◆ **Written request 1**:
Starting at the line in the records that contains "Point out the grazing" and ending at the end of the records, rewrite those lines in full, requests included. Scale every coordinate in the answers by 1.15 and round to whole numbers, with halves rounding up.
— BEGIN Reading text —
By Jack Stauss, FOW
Cascade Range, WA. Photo: Carson Meyer (@carsonmeyerphoto)
“He’s going to mind f**k you,” says Matt. I lean hard against the steering wheel, squinting through the windshield and into the rainstorm hammering the entire Pacific Northwest. There’s a sour stench coming from near the driver’s seat of the van. I can’t tell if it’s the diesel soaked gloves I stuffed into the door compartment, or Matt’s ski boot liners dangling about four inches from my face, swaying as we bounce off potholes. The van is unruly. We careen through roundabouts in the torrent, now only five minutes from the Canadian border.
The pressure is on. Matt asks if I can handle the crossing and then rattles off some lines for me to remember for when the border agent grills us on why we’re piloting a branded vehicle across to the border.
“I think I have it,” I say. The road bends into a series of indiscernible lanes and flashing lights and I do my best to get us to the cop in the little box. Matt’s right. The guy asks me ALL the questions, and had we not rehearsed them I could definitely have gotten us held up.
“You boys have a nice ski there now,” he says as he passes me back the passports. I put the van back in drive and speed off into the soggy darkness.
— END Reading text —
— BEGIN Dataset excerpts —
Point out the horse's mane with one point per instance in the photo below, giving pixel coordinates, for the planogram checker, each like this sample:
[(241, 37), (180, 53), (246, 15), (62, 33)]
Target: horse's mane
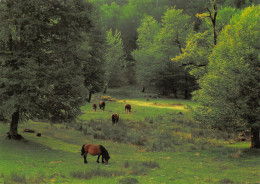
[(83, 150), (104, 152)]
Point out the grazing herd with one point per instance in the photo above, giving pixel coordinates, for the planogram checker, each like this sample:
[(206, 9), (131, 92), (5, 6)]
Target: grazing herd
[(99, 149), (114, 116)]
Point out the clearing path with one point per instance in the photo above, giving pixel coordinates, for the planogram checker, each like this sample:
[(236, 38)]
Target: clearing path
[(157, 105)]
— END Dataset excerpts —
◆ **Written request 2**:
Answer these questions from the van trip account:
(a) What is hammering the entire Pacific Northwest?
(b) How far is the van from the Canadian border while going through the roundabouts?
(c) What does the border agent pass back to the driver?

◆ **Worked answer 1**:
Point out the grazing herd with one point per instance in the photo above, giving pixel coordinates, for the planogram checker, each like this sample:
[(206, 9), (131, 92), (5, 6)]
Target: grazing herd
[(114, 171), (131, 133)]
Point out the clearing path with one point per instance in the photo above, giving pixel coordinates, for the planogram checker, each like this sample:
[(236, 38)]
Target: clearing path
[(181, 121)]

◆ **Worked answer 2**:
(a) A rainstorm.
(b) Only five minutes.
(c) The passports.